TASK DIRECTIONS — If a line in the entries below contains "green", copy it.

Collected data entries
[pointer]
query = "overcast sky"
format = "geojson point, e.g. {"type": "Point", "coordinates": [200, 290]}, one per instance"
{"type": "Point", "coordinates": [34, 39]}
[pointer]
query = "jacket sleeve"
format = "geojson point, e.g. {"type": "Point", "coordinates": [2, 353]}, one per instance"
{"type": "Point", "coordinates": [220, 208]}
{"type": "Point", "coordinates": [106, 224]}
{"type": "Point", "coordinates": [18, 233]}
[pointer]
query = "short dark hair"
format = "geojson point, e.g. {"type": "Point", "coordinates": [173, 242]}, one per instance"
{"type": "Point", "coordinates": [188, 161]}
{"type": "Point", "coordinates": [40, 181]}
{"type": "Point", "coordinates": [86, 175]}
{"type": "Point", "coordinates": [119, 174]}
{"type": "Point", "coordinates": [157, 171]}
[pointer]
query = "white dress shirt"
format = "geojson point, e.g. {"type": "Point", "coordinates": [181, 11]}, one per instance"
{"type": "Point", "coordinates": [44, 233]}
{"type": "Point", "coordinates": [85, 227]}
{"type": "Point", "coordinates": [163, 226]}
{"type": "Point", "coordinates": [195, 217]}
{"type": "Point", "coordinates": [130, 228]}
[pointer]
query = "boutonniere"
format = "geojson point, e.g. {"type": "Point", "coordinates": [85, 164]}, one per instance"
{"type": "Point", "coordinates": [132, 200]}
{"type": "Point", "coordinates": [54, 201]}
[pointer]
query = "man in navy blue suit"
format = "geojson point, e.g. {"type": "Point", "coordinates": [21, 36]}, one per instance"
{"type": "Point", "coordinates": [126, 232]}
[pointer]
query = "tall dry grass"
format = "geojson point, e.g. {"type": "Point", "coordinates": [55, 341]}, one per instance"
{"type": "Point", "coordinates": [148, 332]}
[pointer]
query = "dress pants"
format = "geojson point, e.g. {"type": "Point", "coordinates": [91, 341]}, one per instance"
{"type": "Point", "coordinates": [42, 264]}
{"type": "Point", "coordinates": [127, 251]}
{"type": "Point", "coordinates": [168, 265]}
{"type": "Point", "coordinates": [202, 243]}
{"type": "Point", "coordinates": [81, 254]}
==
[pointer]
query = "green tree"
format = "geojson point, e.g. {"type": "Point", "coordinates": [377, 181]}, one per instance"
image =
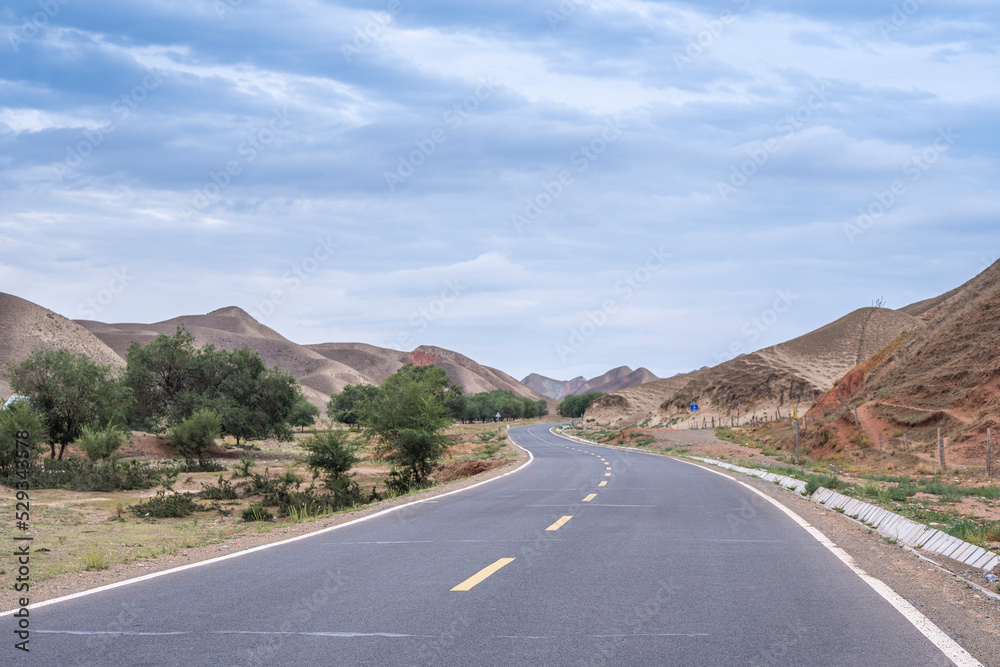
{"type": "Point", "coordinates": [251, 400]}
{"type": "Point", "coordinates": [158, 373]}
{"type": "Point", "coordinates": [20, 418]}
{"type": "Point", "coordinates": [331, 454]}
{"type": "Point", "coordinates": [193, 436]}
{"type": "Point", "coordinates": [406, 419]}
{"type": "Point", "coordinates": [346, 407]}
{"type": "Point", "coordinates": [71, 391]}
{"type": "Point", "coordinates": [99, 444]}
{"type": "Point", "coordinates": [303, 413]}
==
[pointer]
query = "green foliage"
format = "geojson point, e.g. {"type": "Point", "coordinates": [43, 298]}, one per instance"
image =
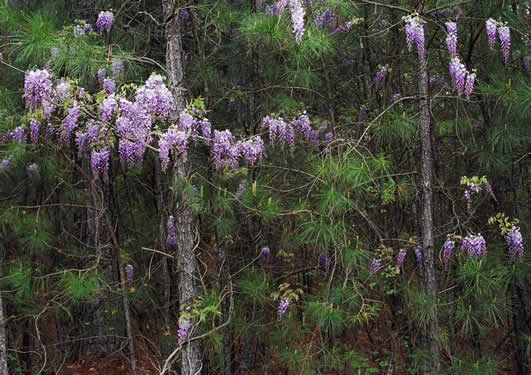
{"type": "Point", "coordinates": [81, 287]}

RESPONSE —
query = "green tree"
query = "green foliage"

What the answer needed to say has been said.